**Dataset records**
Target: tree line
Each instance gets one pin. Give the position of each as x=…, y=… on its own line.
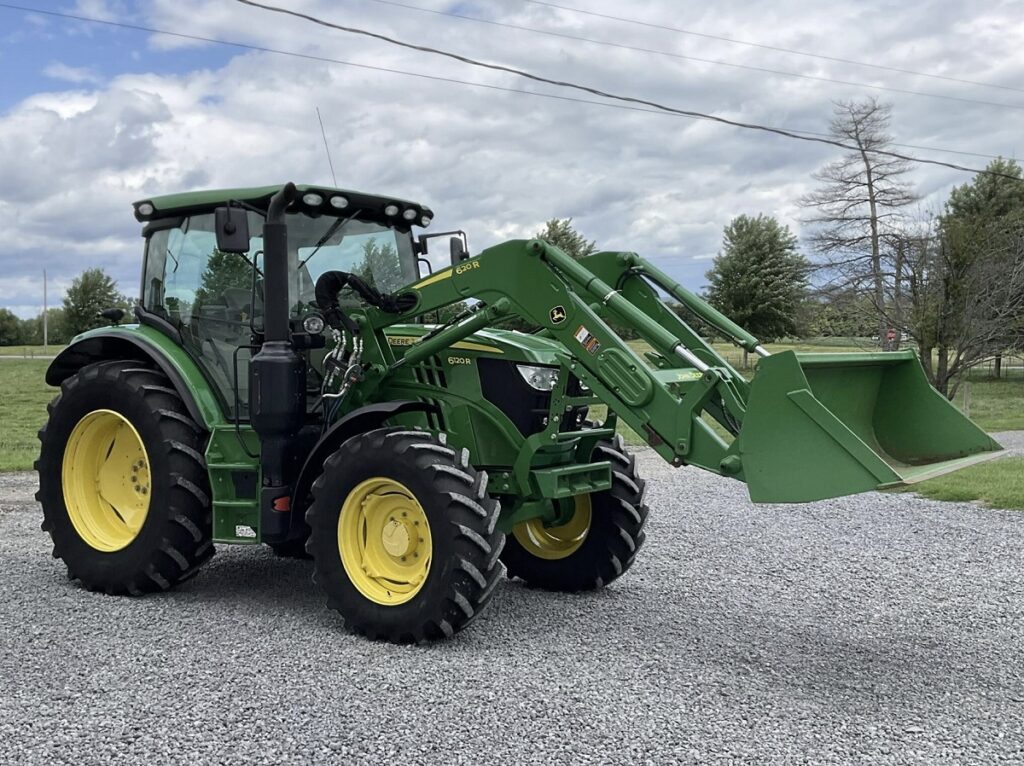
x=89, y=293
x=876, y=264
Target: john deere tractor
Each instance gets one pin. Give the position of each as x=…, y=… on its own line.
x=297, y=376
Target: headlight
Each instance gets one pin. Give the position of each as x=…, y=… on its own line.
x=541, y=378
x=313, y=324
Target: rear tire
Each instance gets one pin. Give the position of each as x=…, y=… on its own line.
x=122, y=480
x=291, y=548
x=584, y=554
x=403, y=537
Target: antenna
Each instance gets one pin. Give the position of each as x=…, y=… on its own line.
x=330, y=162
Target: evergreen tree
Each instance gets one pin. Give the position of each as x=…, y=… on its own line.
x=559, y=231
x=759, y=280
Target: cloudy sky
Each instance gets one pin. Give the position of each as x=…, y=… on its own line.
x=93, y=117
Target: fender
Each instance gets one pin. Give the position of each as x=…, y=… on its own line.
x=358, y=421
x=143, y=344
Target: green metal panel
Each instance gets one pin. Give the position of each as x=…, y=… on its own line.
x=825, y=425
x=201, y=390
x=235, y=483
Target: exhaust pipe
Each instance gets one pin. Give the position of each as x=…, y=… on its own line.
x=276, y=378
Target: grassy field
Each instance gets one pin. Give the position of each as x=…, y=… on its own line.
x=23, y=412
x=998, y=483
x=30, y=351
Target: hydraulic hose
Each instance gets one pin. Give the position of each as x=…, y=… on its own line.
x=331, y=284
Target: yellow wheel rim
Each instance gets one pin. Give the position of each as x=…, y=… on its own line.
x=556, y=542
x=384, y=541
x=105, y=477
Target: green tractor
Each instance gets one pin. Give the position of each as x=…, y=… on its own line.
x=297, y=376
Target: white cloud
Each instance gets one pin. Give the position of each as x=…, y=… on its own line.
x=75, y=75
x=496, y=164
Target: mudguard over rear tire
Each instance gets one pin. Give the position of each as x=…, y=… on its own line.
x=403, y=537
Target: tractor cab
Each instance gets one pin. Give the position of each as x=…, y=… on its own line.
x=214, y=296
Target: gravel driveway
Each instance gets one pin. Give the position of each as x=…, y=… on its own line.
x=873, y=629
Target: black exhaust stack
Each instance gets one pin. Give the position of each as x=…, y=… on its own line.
x=278, y=378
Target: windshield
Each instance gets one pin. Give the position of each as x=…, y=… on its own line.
x=378, y=254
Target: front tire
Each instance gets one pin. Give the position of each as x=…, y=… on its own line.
x=403, y=537
x=122, y=480
x=597, y=544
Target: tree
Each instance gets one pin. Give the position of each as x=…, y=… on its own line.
x=10, y=329
x=759, y=280
x=966, y=274
x=90, y=293
x=559, y=231
x=223, y=271
x=381, y=266
x=32, y=330
x=857, y=210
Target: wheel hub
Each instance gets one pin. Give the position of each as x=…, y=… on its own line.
x=384, y=541
x=396, y=538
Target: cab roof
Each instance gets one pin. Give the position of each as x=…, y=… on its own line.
x=332, y=202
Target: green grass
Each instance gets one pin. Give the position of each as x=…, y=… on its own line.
x=23, y=412
x=995, y=405
x=998, y=483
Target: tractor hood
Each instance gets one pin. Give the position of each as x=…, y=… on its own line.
x=507, y=344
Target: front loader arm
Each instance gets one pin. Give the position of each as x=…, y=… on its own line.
x=663, y=402
x=806, y=427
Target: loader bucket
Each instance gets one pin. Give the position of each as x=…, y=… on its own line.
x=825, y=425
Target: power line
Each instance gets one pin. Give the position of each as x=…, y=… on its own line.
x=672, y=54
x=421, y=75
x=613, y=96
x=794, y=51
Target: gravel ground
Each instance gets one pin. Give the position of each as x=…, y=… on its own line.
x=873, y=629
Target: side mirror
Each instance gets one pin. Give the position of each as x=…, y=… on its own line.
x=232, y=229
x=113, y=314
x=458, y=249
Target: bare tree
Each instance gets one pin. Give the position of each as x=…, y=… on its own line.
x=856, y=213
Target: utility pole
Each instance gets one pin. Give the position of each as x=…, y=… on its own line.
x=46, y=318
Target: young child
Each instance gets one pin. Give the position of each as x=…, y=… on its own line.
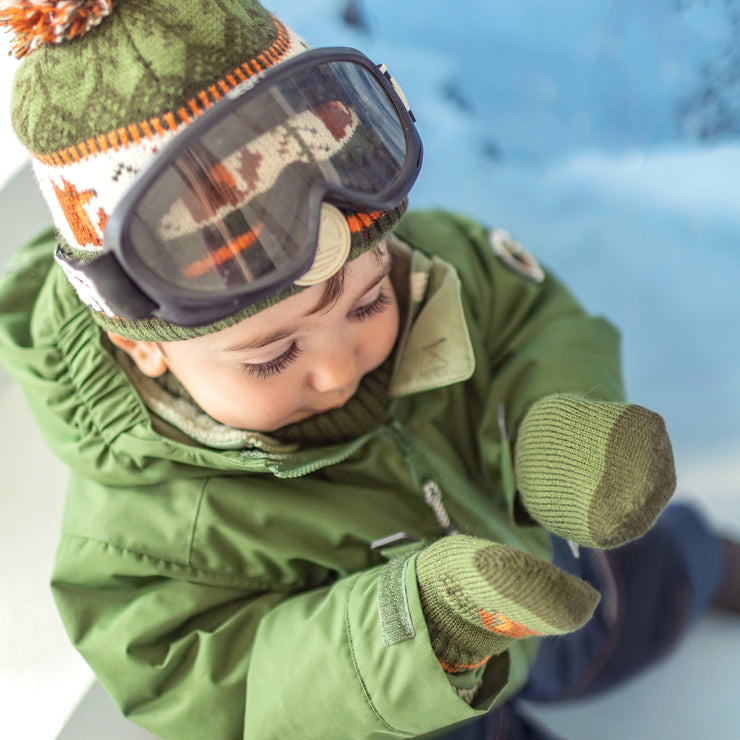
x=331, y=464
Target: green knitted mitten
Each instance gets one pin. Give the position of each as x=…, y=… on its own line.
x=597, y=473
x=478, y=596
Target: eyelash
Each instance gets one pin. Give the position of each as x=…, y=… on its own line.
x=264, y=370
x=373, y=308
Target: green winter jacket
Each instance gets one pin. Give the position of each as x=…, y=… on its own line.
x=229, y=593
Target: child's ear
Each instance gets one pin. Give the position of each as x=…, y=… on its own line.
x=147, y=355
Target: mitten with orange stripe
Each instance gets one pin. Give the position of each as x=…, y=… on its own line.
x=477, y=596
x=598, y=473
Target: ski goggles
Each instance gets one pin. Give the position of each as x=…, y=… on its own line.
x=229, y=212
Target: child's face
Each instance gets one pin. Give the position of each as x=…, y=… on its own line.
x=287, y=362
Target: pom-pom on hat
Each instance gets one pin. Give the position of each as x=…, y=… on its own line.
x=105, y=84
x=47, y=22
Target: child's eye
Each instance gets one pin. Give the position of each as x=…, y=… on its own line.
x=376, y=306
x=264, y=370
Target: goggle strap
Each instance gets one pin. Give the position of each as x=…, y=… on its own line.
x=104, y=276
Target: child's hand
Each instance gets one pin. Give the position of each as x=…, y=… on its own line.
x=596, y=473
x=478, y=596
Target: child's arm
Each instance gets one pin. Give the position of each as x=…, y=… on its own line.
x=587, y=467
x=192, y=654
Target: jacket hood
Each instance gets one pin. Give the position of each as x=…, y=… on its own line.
x=98, y=419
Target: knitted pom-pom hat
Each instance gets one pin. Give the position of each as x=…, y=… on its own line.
x=105, y=84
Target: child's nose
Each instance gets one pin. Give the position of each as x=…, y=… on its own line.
x=335, y=369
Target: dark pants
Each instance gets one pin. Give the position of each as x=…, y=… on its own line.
x=652, y=591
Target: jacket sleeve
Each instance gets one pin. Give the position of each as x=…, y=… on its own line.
x=187, y=657
x=533, y=337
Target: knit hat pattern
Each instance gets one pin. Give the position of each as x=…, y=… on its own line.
x=105, y=84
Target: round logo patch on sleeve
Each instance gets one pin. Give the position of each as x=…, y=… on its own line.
x=515, y=256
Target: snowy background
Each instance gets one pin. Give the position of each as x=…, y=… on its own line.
x=605, y=136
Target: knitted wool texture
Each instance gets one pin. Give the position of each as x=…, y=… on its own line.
x=94, y=104
x=478, y=596
x=596, y=473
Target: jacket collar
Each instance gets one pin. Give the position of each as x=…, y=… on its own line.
x=434, y=348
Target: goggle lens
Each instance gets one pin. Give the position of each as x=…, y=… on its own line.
x=238, y=206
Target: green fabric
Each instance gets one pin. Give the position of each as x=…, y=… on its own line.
x=593, y=472
x=64, y=93
x=478, y=596
x=234, y=593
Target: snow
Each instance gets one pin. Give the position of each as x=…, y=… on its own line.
x=566, y=124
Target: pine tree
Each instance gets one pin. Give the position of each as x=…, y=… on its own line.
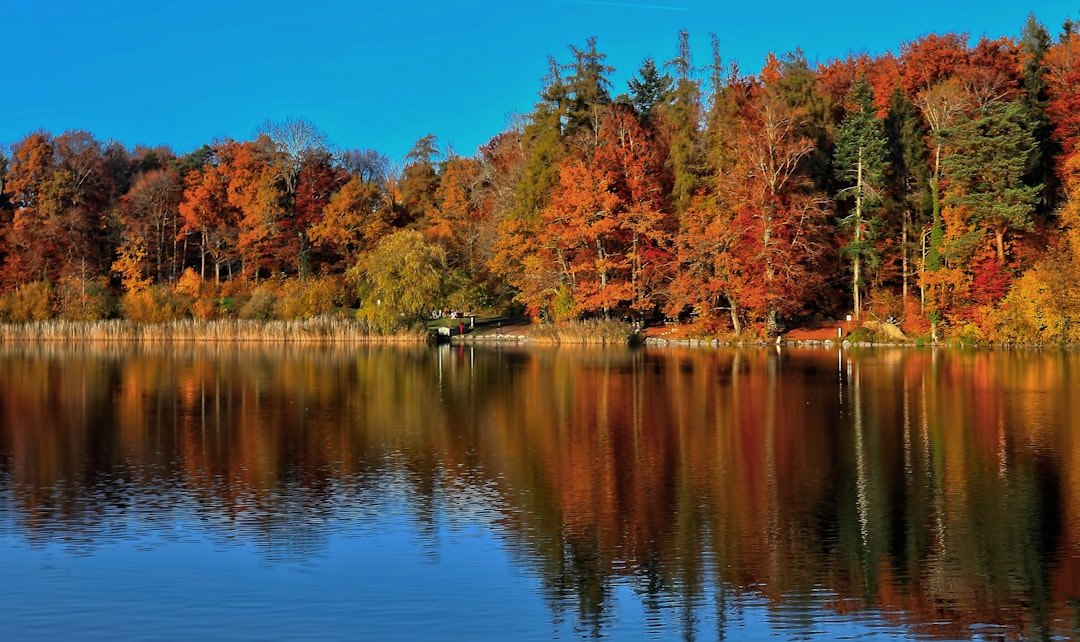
x=860, y=159
x=648, y=89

**What the exercise asks**
Rewrite all of the material above, changing every "instance" to "occurrence" and leaving everything else the same. Omit the pictures from your version.

**Output for this task**
Target: tree line
Each occurrence gets one pin. Give the position of each as x=…, y=… on its own line.
x=89, y=293
x=876, y=264
Target: john deere tractor
Each occurrence gets one pin. Give the position of each as x=…, y=… on its own line.
x=297, y=376
Target: headlight
Each occurrence gets one pin. Give the position of each as x=…, y=… on its own line.
x=541, y=378
x=313, y=324
Target: rear tire
Each occurrence gets one pin. Give the position of each as x=…, y=… on its own line.
x=122, y=480
x=291, y=548
x=584, y=554
x=403, y=537
Target: antenna
Each occurrence gets one pin. Give the position of each as x=…, y=… on its own line.
x=330, y=162
Target: evergreen tree
Each occurrence gets one pin. Give the position of each as x=…, y=… on its own line.
x=559, y=231
x=759, y=280
Target: cloudy sky
Each occurrence gets one pin. Give the position of each as x=…, y=… on its own line.
x=93, y=117
Target: fender
Each occurrence gets one pin. Give the position of each as x=…, y=… on its own line.
x=358, y=421
x=143, y=344
Target: green metal panel
Each occurrence gets one pin. Give the position of each as x=…, y=… on its own line.
x=825, y=425
x=201, y=390
x=235, y=483
Target: exhaust pipe
Each occurrence gets one pin. Give the position of each as x=…, y=… on its own line.
x=276, y=378
Target: grassy field
Each occurrence gets one pin. Give the position of each as x=…, y=… on its own line.
x=23, y=412
x=998, y=483
x=30, y=351
Target: hydraulic hose
Each occurrence gets one pin. Give the position of each as x=…, y=… on its own line.
x=331, y=284
Target: yellow wheel rim
Each occurrence gets one pin. Give the position of each as x=…, y=… on its own line.
x=556, y=542
x=384, y=541
x=105, y=477
Target: green tractor
Each occurrence gets one pin. Give the position of each as x=…, y=… on its own line.
x=297, y=376
Target: white cloud
Each occurrence gets one pin. Give the position of each as x=…, y=… on its own line.
x=75, y=75
x=496, y=164
Target: mudguard over rear tire
Each occurrence gets one pin. Give the position of each as x=…, y=… on its own line.
x=403, y=537
Target: tractor cab
Each occurrence gets one pin. Give the position of each as x=…, y=… on its own line.
x=214, y=296
Target: gravel driveway
Each occurrence gets one pin. Give the position of each as x=…, y=… on its own line.
x=873, y=629
Target: black exhaust stack
Each occurrence gets one pin. Give the position of each as x=…, y=… on its own line.
x=278, y=378
Target: windshield
Each occurrence gets one pin. Give the position of each as x=…, y=… on its own line.
x=378, y=254
Target: front tire
Each occurrence gets one pin. Give the position of each as x=…, y=… on its own line.
x=403, y=537
x=122, y=480
x=597, y=544
Target: tree
Each occurrence gets one pin. Give the position of each as x=…, y=… on its own line.
x=10, y=329
x=759, y=280
x=966, y=274
x=90, y=293
x=559, y=231
x=223, y=271
x=381, y=266
x=32, y=330
x=857, y=210
Target: wheel hub
Each occurrence gets one pin. Give the position of each as x=…, y=… on its own line.
x=384, y=541
x=396, y=538
Target: cab roof
Each occurrence gets one pin. Give the position of each as x=…, y=… on its own line.
x=332, y=202
Target: green grass
Each occurrence gets one pin. Give the position of each as x=…, y=… on its own line.
x=23, y=412
x=995, y=405
x=998, y=483
Target: tractor hood
Each occurrence gets one pin. Give the position of each as x=…, y=… on its own line.
x=507, y=344
Target: front loader arm
Each occurrence gets one pin. Give the position of each as x=…, y=… on its own line.
x=663, y=402
x=806, y=427
Target: loader bucket
Each occurrence gets one pin. Give the position of each as x=…, y=… on its own line.
x=825, y=425
Target: power line
Each occurrence gets one pin. Give the position of each as x=…, y=… on its own line.
x=672, y=54
x=421, y=75
x=613, y=96
x=794, y=51
Target: gravel ground
Each occurrence gets one pin. Give the position of each as x=…, y=… on its own line.
x=873, y=629
Target: side mirror
Each occurrence gets one pin. Give the position of each as x=…, y=… on its own line.
x=232, y=229
x=113, y=314
x=458, y=249
Target: bare tree
Each occurrence gets one pin. Give the position of each as x=…, y=… on its own line.
x=856, y=213
Target: utility pole
Each occurrence gets one pin. Give the position of each as x=…, y=… on its own line.
x=46, y=318
Target: young child
Each occurrence gets one pin. Give the position of each as x=…, y=… on its own line.
x=331, y=464
Target: green knitted mitten
Each occurrence gets one pin. Give the position of each as x=…, y=… on its own line.
x=597, y=473
x=478, y=596
Target: eyelash
Each occurrence gets one pin. Give the position of each as x=…, y=… on its own line.
x=264, y=370
x=373, y=308
Target: green winter jacket
Each occurrence gets one pin. Give the position of each as x=…, y=… on its own line.
x=229, y=593
Target: child's ear
Each occurrence gets one pin. Give the position of each as x=…, y=… on its own line.
x=147, y=355
Target: mitten with orange stripe
Each occurrence gets one pin. Give the position of each as x=…, y=… on its own line.
x=477, y=596
x=598, y=473
Target: ski goggles
Each occurrence gets one pin. Give the position of each as x=…, y=… on its own line.
x=229, y=212
Target: child's face
Each occurrence gets one pin. Give the position of each as x=…, y=… on its own line.
x=287, y=362
Target: pom-pom on hat
Each occurrence gets one pin. Give the position of each as x=…, y=… on its own line.
x=105, y=84
x=47, y=22
Target: child's eye
Each occurrence gets one pin. Give the position of each as x=…, y=… on its own line.
x=376, y=306
x=264, y=370
Target: goggle strap
Each occurrence gets one pin. Give the position of each as x=…, y=… on its own line.
x=104, y=276
Target: child's hand
Each occurrence gets one pin. Give the position of each as x=…, y=… on its own line.
x=596, y=473
x=478, y=596
Target: child's arm
Each occurrence gets one pin. Give the position of each as x=…, y=… on its own line.
x=587, y=467
x=192, y=654
Target: jacket hood
Each occurrence gets one pin. Give the position of each as x=…, y=… on its own line.
x=98, y=419
Target: knitted pom-pom hat
Each occurrence gets one pin. Give the position of each as x=…, y=… on its own line.
x=105, y=84
Target: child's nose
Each occurrence gets one pin. Give the position of each as x=…, y=… on its own line.
x=335, y=369
Target: dark pants
Each occurrence gets one pin. Give the position of each as x=…, y=… on its own line.
x=652, y=591
Target: jacket sleeve
Each occurrence gets one pin. Give the position of each as x=…, y=… on its own line.
x=187, y=657
x=533, y=337
Target: knit hat pattern
Each occurrence gets one pin. Give the position of each as x=…, y=… on its own line.
x=105, y=84
Target: round logo patch on sleeve
Each occurrence gets one pin. Give the position of each as x=…, y=… on its own line.
x=515, y=256
Target: snowy background
Each occurrence gets one pin. Give the position of each as x=…, y=… on its own line.
x=605, y=136
Target: knitted wool texture
Each occurrence gets one pin. Give the position of each as x=…, y=… on its own line.
x=94, y=104
x=478, y=596
x=596, y=473
Target: jacket collar
Each occurrence gets one pin. Give the position of each as x=…, y=… on its own line.
x=434, y=348
Target: goggle lens
Each occurrence gets one pin. Give the position of each as x=…, y=… on its own line.
x=238, y=206
Target: green fabric
Each occurrence gets one pin. Give the position of each as x=…, y=… on its own line.
x=593, y=472
x=64, y=93
x=478, y=596
x=234, y=593
Target: snow
Each occurrence gets one pin. Give the position of each as x=…, y=… on its own line.
x=566, y=124
Target: pine tree
Each occurrence gets one pin. Give the position of each as x=…, y=… on its own line.
x=860, y=159
x=648, y=89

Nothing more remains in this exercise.